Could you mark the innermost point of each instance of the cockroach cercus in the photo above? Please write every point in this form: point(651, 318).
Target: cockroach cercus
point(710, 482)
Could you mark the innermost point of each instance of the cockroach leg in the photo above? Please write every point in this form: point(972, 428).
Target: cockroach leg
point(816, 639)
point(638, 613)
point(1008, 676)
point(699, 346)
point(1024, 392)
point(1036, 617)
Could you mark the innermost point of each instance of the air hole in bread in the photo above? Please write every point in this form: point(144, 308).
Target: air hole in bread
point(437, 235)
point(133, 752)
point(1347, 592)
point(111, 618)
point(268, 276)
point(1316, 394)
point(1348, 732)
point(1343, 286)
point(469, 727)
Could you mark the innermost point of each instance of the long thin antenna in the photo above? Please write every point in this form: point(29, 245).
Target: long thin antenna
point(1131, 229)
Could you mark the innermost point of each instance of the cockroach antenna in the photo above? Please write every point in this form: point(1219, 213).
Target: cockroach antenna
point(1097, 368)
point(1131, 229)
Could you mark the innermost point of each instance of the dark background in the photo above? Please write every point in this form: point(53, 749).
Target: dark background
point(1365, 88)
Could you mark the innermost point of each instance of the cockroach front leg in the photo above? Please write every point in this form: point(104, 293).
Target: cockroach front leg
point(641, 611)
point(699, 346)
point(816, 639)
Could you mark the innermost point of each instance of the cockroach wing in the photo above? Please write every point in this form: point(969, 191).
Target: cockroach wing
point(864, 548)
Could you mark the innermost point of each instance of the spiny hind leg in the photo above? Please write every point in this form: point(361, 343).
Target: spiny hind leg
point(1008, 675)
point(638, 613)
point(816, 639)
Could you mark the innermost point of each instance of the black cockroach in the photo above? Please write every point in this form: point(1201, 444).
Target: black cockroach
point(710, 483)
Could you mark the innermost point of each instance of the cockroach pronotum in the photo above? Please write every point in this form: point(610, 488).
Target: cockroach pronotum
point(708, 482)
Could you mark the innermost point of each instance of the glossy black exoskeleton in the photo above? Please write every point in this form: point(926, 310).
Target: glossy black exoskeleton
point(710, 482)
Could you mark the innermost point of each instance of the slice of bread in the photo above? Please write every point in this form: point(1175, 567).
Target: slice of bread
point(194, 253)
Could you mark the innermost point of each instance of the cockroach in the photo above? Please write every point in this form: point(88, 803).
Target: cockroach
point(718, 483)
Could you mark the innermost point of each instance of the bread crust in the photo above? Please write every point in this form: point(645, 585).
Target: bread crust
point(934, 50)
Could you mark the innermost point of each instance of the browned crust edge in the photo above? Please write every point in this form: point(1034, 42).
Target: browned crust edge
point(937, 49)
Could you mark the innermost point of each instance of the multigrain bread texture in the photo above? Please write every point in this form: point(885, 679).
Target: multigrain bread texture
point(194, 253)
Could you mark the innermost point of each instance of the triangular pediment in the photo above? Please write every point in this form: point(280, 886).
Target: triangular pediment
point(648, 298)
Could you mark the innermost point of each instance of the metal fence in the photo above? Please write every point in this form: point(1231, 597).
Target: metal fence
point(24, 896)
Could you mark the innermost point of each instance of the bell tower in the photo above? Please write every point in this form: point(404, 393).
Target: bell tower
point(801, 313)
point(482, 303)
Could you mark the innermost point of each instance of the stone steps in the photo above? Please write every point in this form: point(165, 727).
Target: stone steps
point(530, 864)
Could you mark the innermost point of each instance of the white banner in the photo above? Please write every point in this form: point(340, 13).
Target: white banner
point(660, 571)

· · ·

Work required: Format the lines starting at the line containing "form: point(926, 310)." and ending at the line containing "point(718, 483)" as a two-column CSV with the header text,answer. Give one row for each text and the answer under it, with each value in a single quoted field and line breaks replaced by spaces.

Full output:
text,answer
"Could you mark the innermost point of each instance of the glossy black exoskeleton in the photo above? Please write every point in this form: point(926, 310). Target: glossy black exoskeleton","point(710, 482)"
"Could you mark the innermost point of each instance of the slice of bread in the photo above? Please write every point in this form: point(1175, 567). Target: slice of bread","point(194, 253)"
"Could you mark the innermost point of each instance of the cockroach in the photo above? Please write every point in this form: point(88, 803). Target: cockroach","point(718, 483)"